— begin —

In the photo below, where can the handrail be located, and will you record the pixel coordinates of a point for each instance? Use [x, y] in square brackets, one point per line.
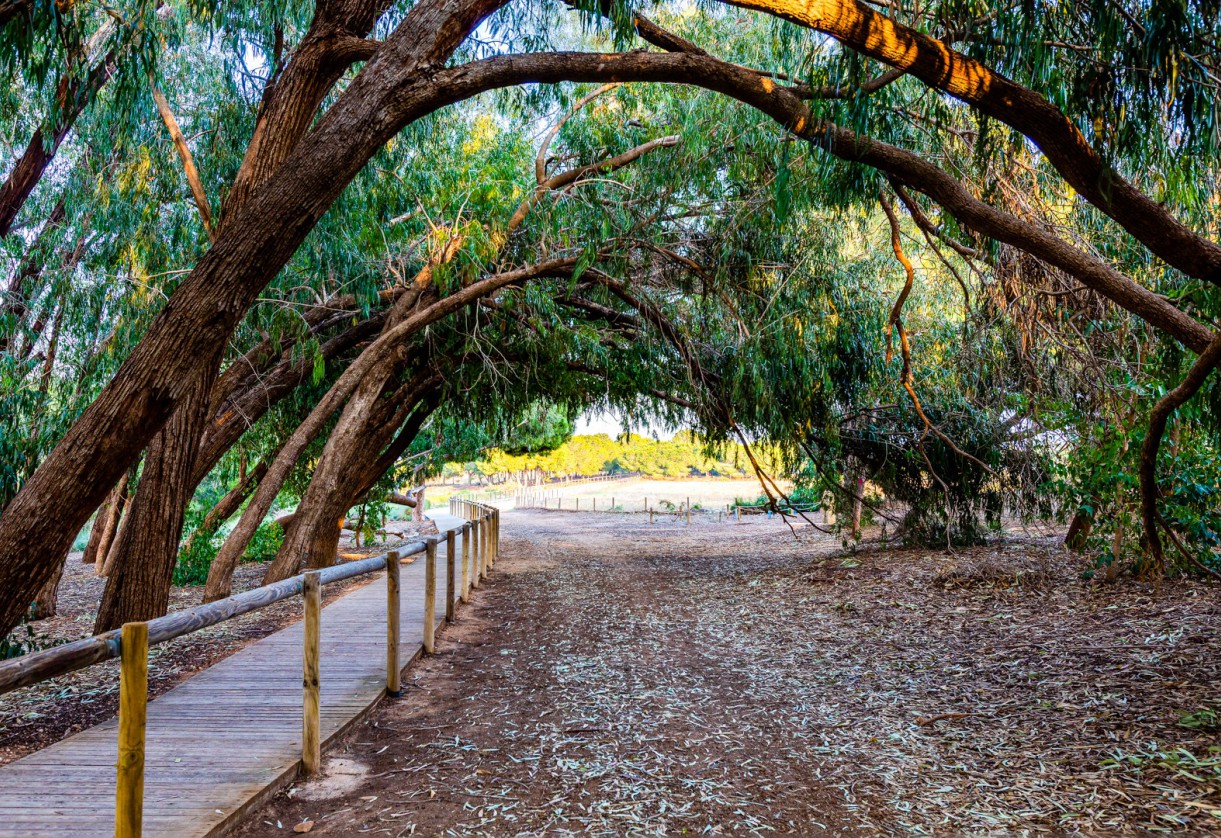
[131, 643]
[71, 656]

— end —
— begin —

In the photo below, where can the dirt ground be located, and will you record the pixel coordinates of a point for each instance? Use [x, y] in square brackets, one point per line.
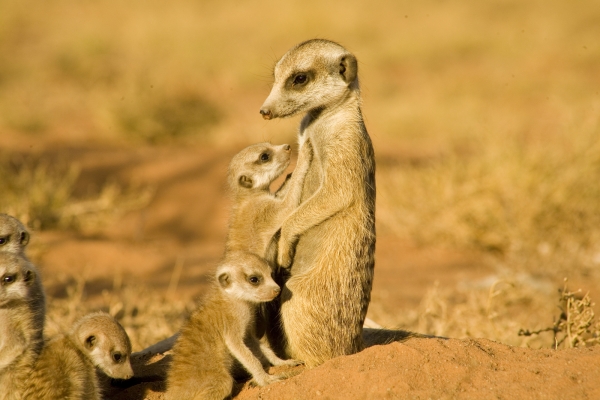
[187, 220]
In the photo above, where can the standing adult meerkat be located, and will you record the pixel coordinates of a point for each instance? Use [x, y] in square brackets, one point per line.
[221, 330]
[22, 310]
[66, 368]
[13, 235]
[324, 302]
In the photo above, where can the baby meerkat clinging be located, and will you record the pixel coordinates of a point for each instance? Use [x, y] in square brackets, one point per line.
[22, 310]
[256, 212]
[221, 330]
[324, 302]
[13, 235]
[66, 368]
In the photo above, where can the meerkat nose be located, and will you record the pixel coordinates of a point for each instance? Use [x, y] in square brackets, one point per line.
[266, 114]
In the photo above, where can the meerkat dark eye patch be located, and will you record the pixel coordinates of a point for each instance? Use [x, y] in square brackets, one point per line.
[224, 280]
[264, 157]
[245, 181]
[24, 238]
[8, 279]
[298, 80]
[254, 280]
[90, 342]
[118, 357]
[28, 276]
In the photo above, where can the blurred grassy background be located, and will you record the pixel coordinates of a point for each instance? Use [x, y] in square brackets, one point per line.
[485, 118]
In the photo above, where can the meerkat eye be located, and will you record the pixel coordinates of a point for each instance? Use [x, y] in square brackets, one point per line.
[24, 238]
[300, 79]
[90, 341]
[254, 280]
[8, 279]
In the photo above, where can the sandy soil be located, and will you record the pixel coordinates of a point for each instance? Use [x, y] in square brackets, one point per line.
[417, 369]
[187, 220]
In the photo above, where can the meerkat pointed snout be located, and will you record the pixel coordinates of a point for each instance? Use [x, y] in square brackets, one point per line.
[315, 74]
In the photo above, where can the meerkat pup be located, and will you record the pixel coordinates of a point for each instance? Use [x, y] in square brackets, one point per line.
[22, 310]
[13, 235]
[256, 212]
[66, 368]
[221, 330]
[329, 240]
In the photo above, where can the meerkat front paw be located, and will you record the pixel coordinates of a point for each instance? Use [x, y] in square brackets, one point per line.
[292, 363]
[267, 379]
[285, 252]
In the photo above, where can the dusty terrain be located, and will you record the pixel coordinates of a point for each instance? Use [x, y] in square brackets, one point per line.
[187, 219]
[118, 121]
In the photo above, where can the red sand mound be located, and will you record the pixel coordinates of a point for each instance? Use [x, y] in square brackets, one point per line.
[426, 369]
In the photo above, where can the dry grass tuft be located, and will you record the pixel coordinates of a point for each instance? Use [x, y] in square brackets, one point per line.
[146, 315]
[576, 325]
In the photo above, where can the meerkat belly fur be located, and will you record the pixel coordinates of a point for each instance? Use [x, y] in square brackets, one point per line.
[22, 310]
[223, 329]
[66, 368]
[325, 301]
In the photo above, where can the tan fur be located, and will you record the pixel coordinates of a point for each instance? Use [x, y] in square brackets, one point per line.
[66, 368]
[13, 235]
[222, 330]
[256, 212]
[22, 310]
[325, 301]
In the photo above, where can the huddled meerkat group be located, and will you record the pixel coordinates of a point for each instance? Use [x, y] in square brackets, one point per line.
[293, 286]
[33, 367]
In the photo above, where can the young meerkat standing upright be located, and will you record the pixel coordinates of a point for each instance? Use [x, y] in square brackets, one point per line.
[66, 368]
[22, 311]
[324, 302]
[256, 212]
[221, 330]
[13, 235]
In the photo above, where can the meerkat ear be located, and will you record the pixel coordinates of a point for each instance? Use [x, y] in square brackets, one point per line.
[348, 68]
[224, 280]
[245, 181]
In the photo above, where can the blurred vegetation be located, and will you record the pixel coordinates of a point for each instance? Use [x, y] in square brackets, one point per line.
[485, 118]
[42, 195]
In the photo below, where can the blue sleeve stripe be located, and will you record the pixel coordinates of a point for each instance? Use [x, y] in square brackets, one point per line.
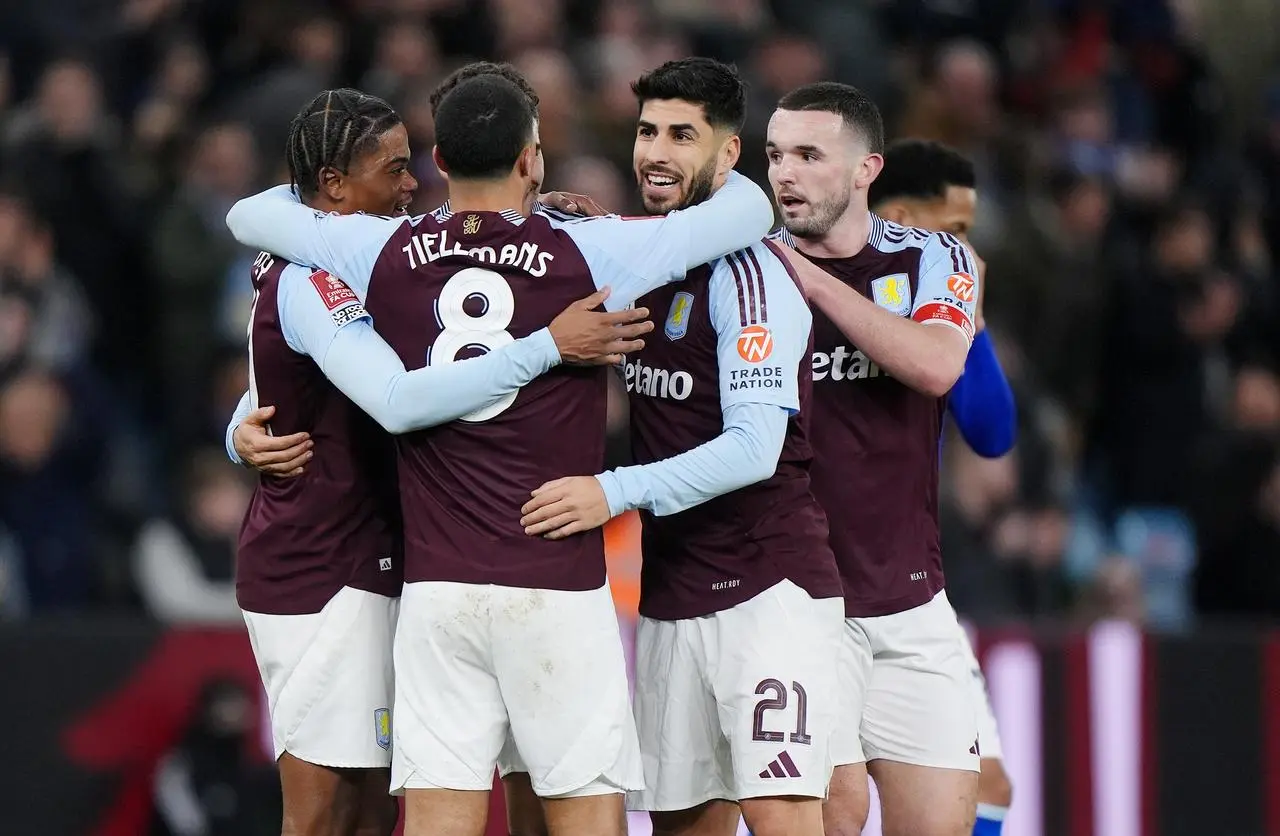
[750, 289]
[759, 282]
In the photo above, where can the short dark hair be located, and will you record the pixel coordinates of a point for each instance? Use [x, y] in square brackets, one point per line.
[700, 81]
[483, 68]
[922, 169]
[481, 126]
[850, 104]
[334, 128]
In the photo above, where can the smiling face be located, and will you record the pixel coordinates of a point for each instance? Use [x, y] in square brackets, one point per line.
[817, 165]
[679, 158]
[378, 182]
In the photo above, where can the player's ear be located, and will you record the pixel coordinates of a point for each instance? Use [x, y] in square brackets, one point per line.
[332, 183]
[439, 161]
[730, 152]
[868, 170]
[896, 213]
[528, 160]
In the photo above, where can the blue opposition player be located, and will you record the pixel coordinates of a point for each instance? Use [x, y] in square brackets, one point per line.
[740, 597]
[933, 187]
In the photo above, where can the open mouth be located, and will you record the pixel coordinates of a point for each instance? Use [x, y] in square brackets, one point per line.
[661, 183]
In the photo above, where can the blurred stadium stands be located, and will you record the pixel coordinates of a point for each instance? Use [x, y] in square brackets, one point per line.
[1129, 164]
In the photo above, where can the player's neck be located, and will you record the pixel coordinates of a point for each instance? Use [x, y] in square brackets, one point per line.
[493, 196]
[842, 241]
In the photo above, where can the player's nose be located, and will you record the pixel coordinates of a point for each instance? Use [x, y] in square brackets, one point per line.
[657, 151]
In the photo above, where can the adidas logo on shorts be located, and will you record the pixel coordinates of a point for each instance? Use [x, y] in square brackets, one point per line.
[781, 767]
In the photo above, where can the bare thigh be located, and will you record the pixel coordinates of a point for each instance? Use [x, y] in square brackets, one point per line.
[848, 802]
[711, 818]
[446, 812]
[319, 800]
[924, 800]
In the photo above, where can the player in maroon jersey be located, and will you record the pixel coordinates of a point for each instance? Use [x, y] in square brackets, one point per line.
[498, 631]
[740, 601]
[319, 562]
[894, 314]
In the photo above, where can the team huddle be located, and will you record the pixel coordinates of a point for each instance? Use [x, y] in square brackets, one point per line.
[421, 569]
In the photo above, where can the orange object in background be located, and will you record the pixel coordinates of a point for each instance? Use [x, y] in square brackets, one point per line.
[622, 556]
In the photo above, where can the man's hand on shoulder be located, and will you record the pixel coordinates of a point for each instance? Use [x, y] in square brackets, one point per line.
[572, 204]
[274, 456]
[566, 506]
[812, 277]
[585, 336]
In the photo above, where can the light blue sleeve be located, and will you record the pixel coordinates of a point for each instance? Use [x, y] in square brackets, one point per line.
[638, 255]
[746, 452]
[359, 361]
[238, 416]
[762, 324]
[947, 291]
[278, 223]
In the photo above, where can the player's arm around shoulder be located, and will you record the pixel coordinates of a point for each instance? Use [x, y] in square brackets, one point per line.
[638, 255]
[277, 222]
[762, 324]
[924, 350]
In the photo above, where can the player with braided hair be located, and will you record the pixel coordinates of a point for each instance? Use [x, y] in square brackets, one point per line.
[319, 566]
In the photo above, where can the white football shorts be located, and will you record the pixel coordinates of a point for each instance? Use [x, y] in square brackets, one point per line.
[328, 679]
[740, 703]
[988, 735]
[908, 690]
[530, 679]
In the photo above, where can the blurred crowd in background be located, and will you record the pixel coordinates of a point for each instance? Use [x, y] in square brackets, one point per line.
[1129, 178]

— end —

Exercise description: Pull out every line of the material above that contains the word "hair", and copy each of those lines in full in the order it appears.

Finished exercise:
In the photo above, where can the short dark hair be located, and will you record the pixel coordinates of a point for each instance? Use [x, y] in square brackets, one point per line.
In the photo above, where can the player with braided hair be located, and will you record the pixel coordinates of a point for each instance? Use [x, y] in square brackets, one point per line.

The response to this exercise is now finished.